▶ _Source records_
= = = = = = =

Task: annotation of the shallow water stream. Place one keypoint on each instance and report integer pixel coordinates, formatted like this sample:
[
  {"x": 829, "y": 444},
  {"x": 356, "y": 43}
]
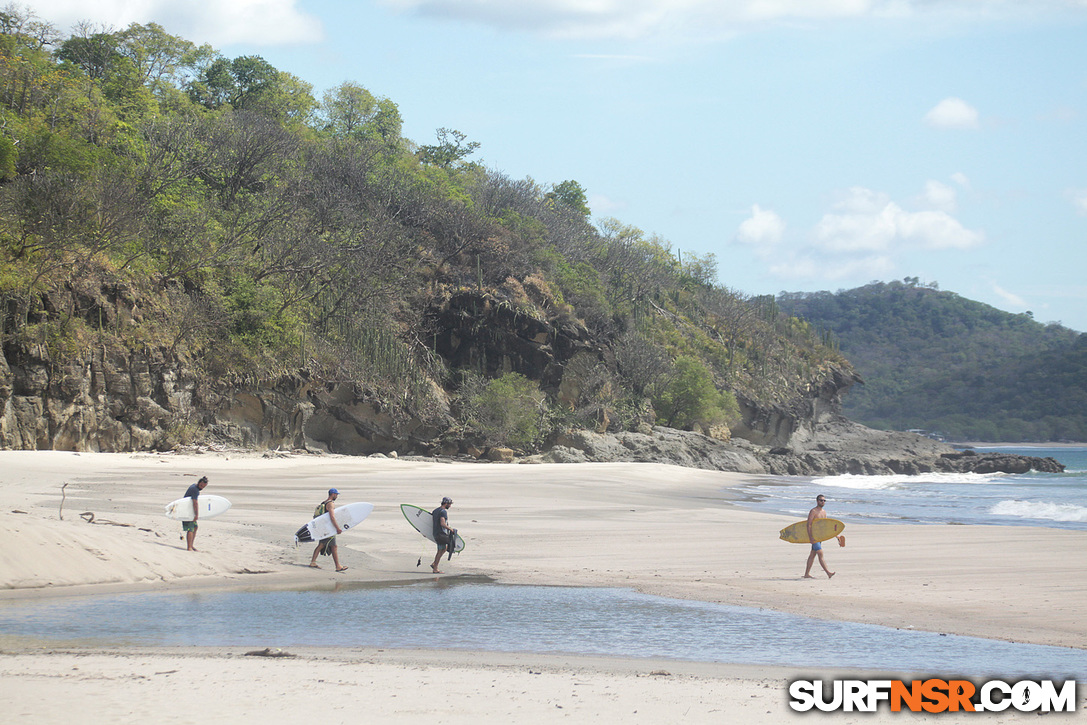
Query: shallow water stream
[{"x": 472, "y": 614}]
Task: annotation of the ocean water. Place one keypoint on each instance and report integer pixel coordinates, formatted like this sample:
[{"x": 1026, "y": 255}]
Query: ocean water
[{"x": 1032, "y": 499}]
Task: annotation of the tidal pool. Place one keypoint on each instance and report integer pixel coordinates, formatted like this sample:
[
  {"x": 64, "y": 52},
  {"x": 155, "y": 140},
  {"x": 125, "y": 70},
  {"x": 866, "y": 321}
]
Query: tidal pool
[{"x": 471, "y": 614}]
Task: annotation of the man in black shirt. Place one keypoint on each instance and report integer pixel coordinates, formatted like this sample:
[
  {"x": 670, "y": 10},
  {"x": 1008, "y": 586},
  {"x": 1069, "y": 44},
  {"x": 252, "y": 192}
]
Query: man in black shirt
[{"x": 442, "y": 534}]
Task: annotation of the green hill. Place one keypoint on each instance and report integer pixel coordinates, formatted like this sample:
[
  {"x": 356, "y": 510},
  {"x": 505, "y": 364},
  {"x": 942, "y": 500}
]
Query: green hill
[
  {"x": 934, "y": 360},
  {"x": 178, "y": 225}
]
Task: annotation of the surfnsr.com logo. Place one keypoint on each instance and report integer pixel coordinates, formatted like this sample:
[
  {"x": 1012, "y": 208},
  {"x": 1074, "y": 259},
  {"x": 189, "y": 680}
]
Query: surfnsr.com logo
[{"x": 933, "y": 696}]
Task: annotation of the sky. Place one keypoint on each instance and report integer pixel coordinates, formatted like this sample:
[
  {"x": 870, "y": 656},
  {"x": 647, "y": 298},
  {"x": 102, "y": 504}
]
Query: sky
[{"x": 809, "y": 145}]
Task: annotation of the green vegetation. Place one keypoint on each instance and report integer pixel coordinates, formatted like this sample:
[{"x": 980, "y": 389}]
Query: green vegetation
[
  {"x": 936, "y": 361},
  {"x": 157, "y": 195}
]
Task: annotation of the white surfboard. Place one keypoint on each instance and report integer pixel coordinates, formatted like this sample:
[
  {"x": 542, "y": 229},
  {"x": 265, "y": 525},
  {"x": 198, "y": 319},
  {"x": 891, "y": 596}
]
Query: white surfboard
[
  {"x": 423, "y": 522},
  {"x": 348, "y": 515},
  {"x": 210, "y": 505}
]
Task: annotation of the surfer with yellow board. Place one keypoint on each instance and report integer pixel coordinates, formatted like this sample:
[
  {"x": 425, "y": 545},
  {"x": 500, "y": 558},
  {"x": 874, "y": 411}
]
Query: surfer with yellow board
[{"x": 814, "y": 514}]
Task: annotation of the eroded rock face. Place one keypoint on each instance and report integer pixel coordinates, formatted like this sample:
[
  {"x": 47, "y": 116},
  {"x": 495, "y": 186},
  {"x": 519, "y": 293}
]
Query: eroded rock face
[{"x": 112, "y": 401}]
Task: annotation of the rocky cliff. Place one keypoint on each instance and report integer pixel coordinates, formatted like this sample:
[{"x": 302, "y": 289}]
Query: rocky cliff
[{"x": 122, "y": 402}]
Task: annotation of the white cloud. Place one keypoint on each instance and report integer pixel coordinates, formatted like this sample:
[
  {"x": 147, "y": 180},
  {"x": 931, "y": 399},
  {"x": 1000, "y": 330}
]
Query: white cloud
[
  {"x": 809, "y": 266},
  {"x": 866, "y": 221},
  {"x": 961, "y": 179},
  {"x": 762, "y": 229},
  {"x": 223, "y": 22},
  {"x": 636, "y": 19},
  {"x": 602, "y": 205},
  {"x": 1078, "y": 200},
  {"x": 939, "y": 196},
  {"x": 952, "y": 113}
]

= = = = = = =

▶ _What the task requires_
If an entry above holds a picture, leave that picture out and print the rest exactly.

▶ _Expected output_
Task: annotation of the shallow water stream. Place one keypoint on each instance and report integer pixel coordinates, formatted like this sample:
[
  {"x": 829, "y": 444},
  {"x": 356, "y": 43}
]
Query: shallow water stream
[{"x": 472, "y": 614}]
Task: annotation of the ocean water. Place one keypoint on each instance and report integer pixel coordinates, formatted like this sample:
[{"x": 1026, "y": 255}]
Query: ocean water
[{"x": 1032, "y": 499}]
Task: annotation of the tidal pool. Place one keypoint on each instance and report integer pixel coordinates, formatted like this sample:
[
  {"x": 64, "y": 52},
  {"x": 155, "y": 140},
  {"x": 125, "y": 70},
  {"x": 866, "y": 321}
]
Query: tidal pool
[{"x": 471, "y": 614}]
Task: annotation of the man in black shirt. Place one keypoint on each instance and report integer pixel coordinates, formatted like this sample:
[
  {"x": 670, "y": 10},
  {"x": 1008, "y": 586},
  {"x": 1069, "y": 44},
  {"x": 252, "y": 192}
]
Query: man in black shirt
[{"x": 442, "y": 534}]
Task: annotation of the green hill. Place one keypoint on each instance and report integer pixel coordinates, formatted like this sample:
[
  {"x": 356, "y": 510},
  {"x": 505, "y": 364},
  {"x": 942, "y": 500}
]
Query: green hill
[
  {"x": 934, "y": 360},
  {"x": 178, "y": 225}
]
Task: annotation of the surfnsr.com logo. Place one keypoint on each instance and report integer pixel coordinates, formatted like this sample:
[
  {"x": 1012, "y": 208},
  {"x": 1074, "y": 259},
  {"x": 189, "y": 680}
]
Query: surfnsr.com logo
[{"x": 933, "y": 696}]
Task: annotation of the sky. Place one keypoint on each instance and report integer pixel coordinates, formatted like this sample:
[
  {"x": 870, "y": 656},
  {"x": 647, "y": 298},
  {"x": 102, "y": 504}
]
Query: sky
[{"x": 809, "y": 145}]
Task: annotation of the green vegetation. Place one keypoint on each instance and report integer pixel coordinates, formatted like this sample:
[{"x": 980, "y": 389}]
Query: green vegetation
[
  {"x": 936, "y": 361},
  {"x": 157, "y": 195}
]
Task: annotation of the white surfboard. Place one keypoint on each instance and report integer pixel coordinates, formatted like this sample:
[
  {"x": 542, "y": 229},
  {"x": 265, "y": 525},
  {"x": 198, "y": 319},
  {"x": 891, "y": 596}
]
Query: white surfboard
[
  {"x": 423, "y": 522},
  {"x": 348, "y": 515},
  {"x": 210, "y": 505}
]
Task: annotation of the surfer with yellow board. Place one keypoint on each instance and report integer pixel coordinates, formatted like this sample:
[
  {"x": 425, "y": 545},
  {"x": 500, "y": 558},
  {"x": 874, "y": 411}
]
Query: surfer with yellow board
[{"x": 814, "y": 514}]
Task: annotation of the eroded rock face. Place one keypoint on each instance and report integer pixel coordinates, formatted like this sample:
[
  {"x": 47, "y": 116},
  {"x": 495, "y": 186},
  {"x": 519, "y": 293}
]
Query: eroded rock face
[{"x": 112, "y": 401}]
Task: annotation of the rocky cliff. Place one keypoint on each instance and report integer pixel coordinates, formatted like this sample:
[{"x": 302, "y": 289}]
Query: rocky cliff
[{"x": 122, "y": 402}]
Task: annotation of the white cloud. Place one keypoint on each instance and report integer pixel coordinates, formatted like this sample:
[
  {"x": 147, "y": 180},
  {"x": 931, "y": 399},
  {"x": 1000, "y": 330}
]
Query: white cloud
[
  {"x": 809, "y": 266},
  {"x": 866, "y": 221},
  {"x": 961, "y": 179},
  {"x": 762, "y": 229},
  {"x": 223, "y": 22},
  {"x": 636, "y": 19},
  {"x": 602, "y": 205},
  {"x": 1078, "y": 200},
  {"x": 939, "y": 196},
  {"x": 952, "y": 113}
]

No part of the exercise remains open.